_SELECTED EXTRACT:_

As teachers of academics, we want children to remember and use facts. Yet we, and they, reach for our smart devices to Google information we cannot recall or investigate the facts of a question we cannot offhandedly answer. Googling is both part of our vocabulary and accepted practice in our real world.

I recently had robotic surgery and accepted that my surgeon sat at a computer console to manipulate machine arms and hands cutting and sewing inside my abdomen.

The old lines between human and artificial intelligence seemed clear but now are blurred. We need to deblur the lines between our intelligences.

Which fork should I use? Contextual applications.

When I sit at a formal dining table, I recognize the various silverware. In the Emily Post setting, there are five forks – oyster fork to my right, dessert fork above the plate, and fish fork, salad fork, and entrée fork to my left. Each is designed for a specific use, yet my mouth and stomach do not know which fork I used once I am chewing and digesting my meal. However, prying oysters from a shell with the forks to my left would be difficult and messy. There is a purpose for each fork, and we abide with those defined purposes.

The uses of intelligence can and should be associated with educational purposes and contexts.

Definitions of purpose:

  • Think about human intelligence when the teaching/learning goal involves original student thought, critical thinking and judgement, defined skill building, and personalization of outcomes. Human intelligence, like physical conditioning, requires purposeful and continuous mental and emotional exercise. As educators, we build student capacity for originality, critical judgements, and value-laden decisions when we pedagogically teach these. The arts give significant examples of separating humans from artificial intelligences. AI has a difficult time with “beauty” and “that painting appeals to me.” In student work, we attach words like integrity, honesty, and ethical when we want to ensure human ingenuity and avoid plagiarism or “cut and paste” submissions. Beauty and integrity are in the eye of the human beholder.

_DATA PROVIDED:_

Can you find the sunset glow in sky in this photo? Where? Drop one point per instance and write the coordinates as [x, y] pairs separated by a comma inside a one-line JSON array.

_INSTRUCTIONS:_
1) List the forks in the Emily Post setting that the essay on intelligence in teaching describes.
2) According to the essay on intelligence in teaching, why do educators attach words like "integrity," "honesty," and "ethical" to student work?
3) In the essay on intelligence in teaching, what kind of surgery does the writer describe having recently undergone?

_ANSWER LIST:_
1) Oyster fork, dessert fork, fish fork, salad fork, and entrée fork.

2) Educators use these words when they want to ensure human ingenuity and avoid plagiarism or "cut and paste" submissions.

3) Robotic surgery.